Requirement: Write out exactly, with no other output, the lines below from the one that contains "to the shadow" through the end.

Input material:
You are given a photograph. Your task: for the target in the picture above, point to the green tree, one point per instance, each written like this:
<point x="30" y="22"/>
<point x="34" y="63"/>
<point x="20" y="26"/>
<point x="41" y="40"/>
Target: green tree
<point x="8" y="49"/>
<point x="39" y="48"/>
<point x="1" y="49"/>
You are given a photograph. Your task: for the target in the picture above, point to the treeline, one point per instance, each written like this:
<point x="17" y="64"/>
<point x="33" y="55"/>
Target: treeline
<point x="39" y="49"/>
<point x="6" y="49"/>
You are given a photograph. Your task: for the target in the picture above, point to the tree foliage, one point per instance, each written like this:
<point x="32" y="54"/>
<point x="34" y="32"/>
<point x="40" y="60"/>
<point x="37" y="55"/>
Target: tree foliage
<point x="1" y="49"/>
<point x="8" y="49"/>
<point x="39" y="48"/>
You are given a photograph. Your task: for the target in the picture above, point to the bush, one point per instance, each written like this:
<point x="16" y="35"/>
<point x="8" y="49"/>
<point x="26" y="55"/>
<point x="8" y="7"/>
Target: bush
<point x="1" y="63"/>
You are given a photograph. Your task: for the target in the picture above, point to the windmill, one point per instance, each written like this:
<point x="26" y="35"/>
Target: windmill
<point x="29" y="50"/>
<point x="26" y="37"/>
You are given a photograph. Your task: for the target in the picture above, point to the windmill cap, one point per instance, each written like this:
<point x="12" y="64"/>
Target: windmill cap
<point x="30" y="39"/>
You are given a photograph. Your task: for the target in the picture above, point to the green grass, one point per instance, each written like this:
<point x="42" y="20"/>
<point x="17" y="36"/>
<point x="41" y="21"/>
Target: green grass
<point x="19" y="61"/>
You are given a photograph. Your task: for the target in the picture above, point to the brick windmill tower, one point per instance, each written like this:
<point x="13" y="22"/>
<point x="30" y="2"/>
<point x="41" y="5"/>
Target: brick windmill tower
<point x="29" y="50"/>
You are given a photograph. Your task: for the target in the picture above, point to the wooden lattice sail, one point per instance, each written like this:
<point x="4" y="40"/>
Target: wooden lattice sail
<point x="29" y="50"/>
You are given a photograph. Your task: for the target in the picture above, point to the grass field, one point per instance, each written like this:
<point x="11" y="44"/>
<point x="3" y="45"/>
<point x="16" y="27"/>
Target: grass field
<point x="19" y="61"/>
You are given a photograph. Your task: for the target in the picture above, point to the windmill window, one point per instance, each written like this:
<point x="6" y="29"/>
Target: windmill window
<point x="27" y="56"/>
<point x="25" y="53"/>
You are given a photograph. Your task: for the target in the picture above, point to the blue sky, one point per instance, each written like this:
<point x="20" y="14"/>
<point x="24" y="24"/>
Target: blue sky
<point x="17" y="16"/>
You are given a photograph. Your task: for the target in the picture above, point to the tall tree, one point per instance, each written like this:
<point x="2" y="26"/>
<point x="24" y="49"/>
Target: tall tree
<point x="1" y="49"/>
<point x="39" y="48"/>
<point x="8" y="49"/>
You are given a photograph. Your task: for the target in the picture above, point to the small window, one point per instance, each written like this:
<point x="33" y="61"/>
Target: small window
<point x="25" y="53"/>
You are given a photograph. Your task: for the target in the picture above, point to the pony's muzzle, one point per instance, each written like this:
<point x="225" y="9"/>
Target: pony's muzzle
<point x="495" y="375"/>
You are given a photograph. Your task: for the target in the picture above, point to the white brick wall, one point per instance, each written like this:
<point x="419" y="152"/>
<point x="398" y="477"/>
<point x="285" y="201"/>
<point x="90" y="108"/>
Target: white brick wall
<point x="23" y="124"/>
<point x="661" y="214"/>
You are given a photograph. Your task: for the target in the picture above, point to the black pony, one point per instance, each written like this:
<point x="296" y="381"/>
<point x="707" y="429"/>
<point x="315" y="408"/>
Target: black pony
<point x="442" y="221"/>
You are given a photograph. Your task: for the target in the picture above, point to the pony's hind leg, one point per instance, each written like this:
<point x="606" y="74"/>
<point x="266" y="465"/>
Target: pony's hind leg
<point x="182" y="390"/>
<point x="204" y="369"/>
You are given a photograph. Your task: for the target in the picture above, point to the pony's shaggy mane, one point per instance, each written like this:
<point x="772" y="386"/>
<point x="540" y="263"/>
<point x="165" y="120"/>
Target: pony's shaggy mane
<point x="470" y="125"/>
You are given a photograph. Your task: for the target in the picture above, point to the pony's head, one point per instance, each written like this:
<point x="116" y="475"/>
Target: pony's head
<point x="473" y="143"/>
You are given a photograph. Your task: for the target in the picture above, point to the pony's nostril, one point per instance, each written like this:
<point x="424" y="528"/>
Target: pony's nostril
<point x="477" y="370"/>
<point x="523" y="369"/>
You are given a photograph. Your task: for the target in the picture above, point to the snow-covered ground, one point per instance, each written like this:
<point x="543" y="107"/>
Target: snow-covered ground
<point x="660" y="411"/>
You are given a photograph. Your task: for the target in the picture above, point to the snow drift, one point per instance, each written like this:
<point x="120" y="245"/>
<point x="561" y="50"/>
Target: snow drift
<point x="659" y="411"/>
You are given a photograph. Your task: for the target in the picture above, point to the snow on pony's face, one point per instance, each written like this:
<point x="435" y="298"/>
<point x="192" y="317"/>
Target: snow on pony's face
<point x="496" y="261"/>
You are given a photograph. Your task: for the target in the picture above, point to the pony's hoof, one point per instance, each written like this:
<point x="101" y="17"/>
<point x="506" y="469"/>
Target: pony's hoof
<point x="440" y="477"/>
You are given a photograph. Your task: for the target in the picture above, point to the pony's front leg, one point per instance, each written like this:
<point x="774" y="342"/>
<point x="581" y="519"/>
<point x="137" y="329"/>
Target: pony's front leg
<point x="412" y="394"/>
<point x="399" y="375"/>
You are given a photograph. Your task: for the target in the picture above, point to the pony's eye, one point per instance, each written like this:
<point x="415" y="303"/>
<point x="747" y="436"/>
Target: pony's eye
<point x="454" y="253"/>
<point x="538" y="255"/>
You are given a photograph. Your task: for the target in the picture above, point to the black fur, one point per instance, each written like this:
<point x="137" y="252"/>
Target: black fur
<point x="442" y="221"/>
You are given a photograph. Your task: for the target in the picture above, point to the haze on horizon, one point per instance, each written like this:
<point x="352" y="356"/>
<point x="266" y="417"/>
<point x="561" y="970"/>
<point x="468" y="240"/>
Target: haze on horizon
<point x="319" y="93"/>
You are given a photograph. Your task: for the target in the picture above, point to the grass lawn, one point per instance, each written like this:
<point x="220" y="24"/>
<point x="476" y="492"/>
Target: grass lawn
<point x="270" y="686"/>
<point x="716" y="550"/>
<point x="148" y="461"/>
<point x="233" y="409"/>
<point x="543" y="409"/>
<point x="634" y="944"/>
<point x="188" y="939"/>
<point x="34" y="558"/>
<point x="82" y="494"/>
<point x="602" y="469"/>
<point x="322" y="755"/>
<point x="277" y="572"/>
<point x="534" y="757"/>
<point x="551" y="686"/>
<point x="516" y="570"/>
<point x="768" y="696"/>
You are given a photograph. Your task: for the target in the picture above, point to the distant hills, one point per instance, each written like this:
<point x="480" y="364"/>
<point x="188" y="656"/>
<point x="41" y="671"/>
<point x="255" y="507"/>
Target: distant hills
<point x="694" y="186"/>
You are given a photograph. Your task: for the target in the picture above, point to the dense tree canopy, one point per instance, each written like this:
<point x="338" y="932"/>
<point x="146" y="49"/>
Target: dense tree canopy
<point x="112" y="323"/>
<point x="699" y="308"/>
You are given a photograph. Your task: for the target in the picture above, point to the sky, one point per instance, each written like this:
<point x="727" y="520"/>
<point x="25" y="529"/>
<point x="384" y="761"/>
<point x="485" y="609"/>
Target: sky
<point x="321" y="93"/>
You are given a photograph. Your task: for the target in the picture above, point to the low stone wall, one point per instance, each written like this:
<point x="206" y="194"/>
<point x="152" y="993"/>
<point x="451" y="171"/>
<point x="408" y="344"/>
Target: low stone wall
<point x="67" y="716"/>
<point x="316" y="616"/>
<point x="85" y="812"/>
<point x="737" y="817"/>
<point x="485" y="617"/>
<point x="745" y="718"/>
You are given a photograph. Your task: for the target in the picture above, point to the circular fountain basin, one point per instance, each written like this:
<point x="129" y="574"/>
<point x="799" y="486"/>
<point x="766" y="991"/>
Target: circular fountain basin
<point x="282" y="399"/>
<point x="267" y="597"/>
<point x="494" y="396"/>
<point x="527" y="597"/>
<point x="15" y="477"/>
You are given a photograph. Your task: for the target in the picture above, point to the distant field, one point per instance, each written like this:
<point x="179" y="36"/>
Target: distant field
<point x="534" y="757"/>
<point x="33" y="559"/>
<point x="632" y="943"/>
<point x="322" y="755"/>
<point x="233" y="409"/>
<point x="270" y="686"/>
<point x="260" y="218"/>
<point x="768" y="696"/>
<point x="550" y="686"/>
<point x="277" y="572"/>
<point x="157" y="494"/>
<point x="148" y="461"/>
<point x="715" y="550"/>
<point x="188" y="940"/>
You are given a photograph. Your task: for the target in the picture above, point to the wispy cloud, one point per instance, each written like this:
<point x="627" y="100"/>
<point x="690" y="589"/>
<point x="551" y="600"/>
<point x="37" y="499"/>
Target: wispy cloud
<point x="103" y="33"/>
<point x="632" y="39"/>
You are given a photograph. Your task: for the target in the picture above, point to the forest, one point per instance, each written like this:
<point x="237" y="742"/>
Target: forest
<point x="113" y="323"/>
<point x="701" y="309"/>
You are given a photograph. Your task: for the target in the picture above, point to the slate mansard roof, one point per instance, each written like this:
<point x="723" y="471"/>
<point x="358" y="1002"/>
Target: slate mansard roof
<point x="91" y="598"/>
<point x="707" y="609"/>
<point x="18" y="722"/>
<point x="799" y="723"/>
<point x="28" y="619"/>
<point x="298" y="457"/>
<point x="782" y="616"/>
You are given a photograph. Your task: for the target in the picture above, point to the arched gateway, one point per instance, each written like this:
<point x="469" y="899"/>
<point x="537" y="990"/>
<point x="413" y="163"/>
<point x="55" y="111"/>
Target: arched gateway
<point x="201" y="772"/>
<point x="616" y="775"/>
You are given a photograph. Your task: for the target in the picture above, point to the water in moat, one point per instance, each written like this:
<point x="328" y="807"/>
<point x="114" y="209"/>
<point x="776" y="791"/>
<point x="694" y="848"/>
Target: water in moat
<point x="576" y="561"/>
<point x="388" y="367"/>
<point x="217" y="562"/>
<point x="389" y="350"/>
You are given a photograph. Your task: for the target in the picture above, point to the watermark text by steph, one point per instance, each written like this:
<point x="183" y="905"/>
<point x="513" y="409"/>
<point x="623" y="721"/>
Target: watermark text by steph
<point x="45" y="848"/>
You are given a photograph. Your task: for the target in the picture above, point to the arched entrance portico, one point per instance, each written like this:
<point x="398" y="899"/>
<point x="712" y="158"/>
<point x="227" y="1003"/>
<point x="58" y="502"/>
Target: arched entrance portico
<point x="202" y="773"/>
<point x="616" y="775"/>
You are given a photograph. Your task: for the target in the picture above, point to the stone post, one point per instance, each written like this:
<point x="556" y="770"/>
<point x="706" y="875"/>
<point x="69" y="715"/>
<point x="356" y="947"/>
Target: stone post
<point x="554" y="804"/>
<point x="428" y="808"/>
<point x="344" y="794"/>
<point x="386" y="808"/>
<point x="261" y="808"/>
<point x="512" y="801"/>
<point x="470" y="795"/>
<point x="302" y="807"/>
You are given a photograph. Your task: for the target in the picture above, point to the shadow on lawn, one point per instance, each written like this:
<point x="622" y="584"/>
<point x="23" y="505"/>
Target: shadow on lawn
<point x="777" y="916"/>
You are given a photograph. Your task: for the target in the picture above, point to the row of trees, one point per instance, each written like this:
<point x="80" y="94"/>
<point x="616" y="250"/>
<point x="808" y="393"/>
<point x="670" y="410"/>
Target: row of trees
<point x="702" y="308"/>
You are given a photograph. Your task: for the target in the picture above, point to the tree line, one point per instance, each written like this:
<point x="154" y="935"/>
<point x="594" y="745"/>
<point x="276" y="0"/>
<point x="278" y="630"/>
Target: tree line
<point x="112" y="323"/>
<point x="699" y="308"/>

Solution for this problem:
You are given a photograph. Your task: for the target in the picture above, point to the shadow on lawn, one point per instance, each written like this:
<point x="622" y="584"/>
<point x="23" y="505"/>
Target: shadow on lawn
<point x="777" y="916"/>
You are given a photograph. Your task: for the target in the picture above, point to the row of trees, one point per instance, each written like this:
<point x="80" y="94"/>
<point x="616" y="250"/>
<point x="808" y="393"/>
<point x="670" y="410"/>
Target: row of trees
<point x="702" y="308"/>
You are given a photograph. Your task: for the target in the picture above, point to the tree line, one point per instance, each written like this:
<point x="154" y="935"/>
<point x="594" y="745"/>
<point x="276" y="0"/>
<point x="278" y="630"/>
Target: tree line
<point x="112" y="323"/>
<point x="699" y="308"/>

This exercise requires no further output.